Goals:
**1)** Write out everything in the passage on ZnO nanowires from "A favorable technique" down to "thermal oxidation techniques.".
**2)** In the passage on ZnO nanowires, which qualities are said to make the noncatalytic thermal oxidation technique powerful and attractive?
**3)** Based on the passage on ZnO nanowires, explain why Zn foil is considered a promising substrate among the metal substrates.

Extracted text:
Over the past two decades, one-dimensional nanostructured materials have received increasing attention in various fields of nanotechnology because of their unique physical and chemical properties. Among these materials, ZnO NWs have been one of the most investigated because of their superior electrical,^1,2 mechanical,^3,4 and optical properties.^5,6 Currently, substantial effort has been devoted to the fabrication of ZnO NW-based flexible devices. Commonly used flexible substrates can be grouped into two main categories, metal sheets and plastic substrates. In the case of plastic substrate, integration of NWs is limited by the necessity of a seed layer,^7,8 poor adhesion of nanostructures on the underlying substrate and/or thermal degradation of the plastic during high-temperature processing. In the contrary, most applications of NW arrays often require their assembly on conductive surfaces for electrical addressing, control, and detection. The integration of metal substrates for ZnO NWs has been widely studied, including brass,⁹ steel alloy,¹⁰ FeCrAl metal alloy,¹¹ Zn foil,^12–20 etc. Among these metal substrates, Zn foil is considered as a promising material because it can act as both a reactant and flexible substrate, thus, the synthesis and assembly of ZnO NWs can be accomplished in one step, and the naturally good adhesion or electrical connection between the ZnO NWs and the conductive substrate can be realized.

The initial zinc morphology plays a decisive role in the subsequent NWs growth.²¹ Typically, Zn foils used for ZnO NWs fabrication were supplied commercially^{13–15,18–20} and the surface morphologies of all foils used in the fabrication should be similar to each other. Therefore, homemade Zn foils with different Zn morphology are increasingly preferred and necessary.

A favorable technique integration of ZnO NWs is based on a solution method,^{18–20,22–28} however, it suffers from long reaction time, high degree of reaction parameter control and the poor quality of NWs. Moreover, ZnO NWs have been synthesized by thermal evaporation,^12,13 vapor transport,^11,29–32 and thermal oxidation methods.^14–17 The thermal evaporation method requires a type of complex process control that is unfavorable for an industrialized process. A pseudobuffer layer must improve interface properties before NWs can be grown using the vapor transport method. Compared to these methods, noncatalytic thermal oxidation technique has been considered powerful and attractive because of its simplicity, high yield, and low cost. However, few reports have described ZnO NWs grown directly on homemade Zn foil by thermal oxidation techniques.

[Data records]
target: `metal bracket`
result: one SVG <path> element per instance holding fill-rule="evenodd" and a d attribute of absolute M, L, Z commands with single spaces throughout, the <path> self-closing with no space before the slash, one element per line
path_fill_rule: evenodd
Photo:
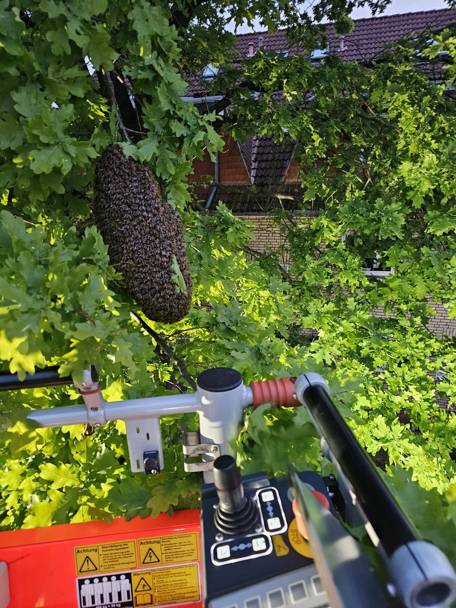
<path fill-rule="evenodd" d="M 125 421 L 126 440 L 130 457 L 130 466 L 134 473 L 145 472 L 145 454 L 158 454 L 159 471 L 164 467 L 160 421 L 151 418 L 142 420 Z"/>
<path fill-rule="evenodd" d="M 184 470 L 187 473 L 196 473 L 201 471 L 212 471 L 213 461 L 220 455 L 220 447 L 214 443 L 200 443 L 199 431 L 193 430 L 184 434 L 182 452 L 184 452 Z M 201 460 L 199 462 L 188 462 L 188 458 L 209 457 L 210 460 Z"/>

Correct answers:
**1)**
A favorable technique integration of ZnO NWs is based on a solution method,^{18–20,22–28} however, it suffers from long reaction time, high degree of reaction parameter control and the poor quality of NWs. Moreover, ZnO NWs have been synthesized by thermal evaporation,^12,13 vapor transport,^11,29–32 and thermal oxidation methods.^14–17 The thermal evaporation method requires a type of complex process control that is unfavorable for an industrialized process. A pseudobuffer layer must improve interface properties before NWs can be grown using the vapor transport method. Compared to these methods, noncatalytic thermal oxidation technique has been considered powerful and attractive because of its simplicity, high yield, and low cost. However, few reports have described ZnO NWs grown directly on homemade Zn foil by thermal oxidation techniques.

**2)** Its simplicity, high yield, and low cost.

**3)** Zn foil can serve as both a reactant and a flexible substrate, so synthesis and assembly of ZnO nanowires can be done in one step. It also naturally provides good adhesion or electrical connection between the nanowires and the conductive substrate.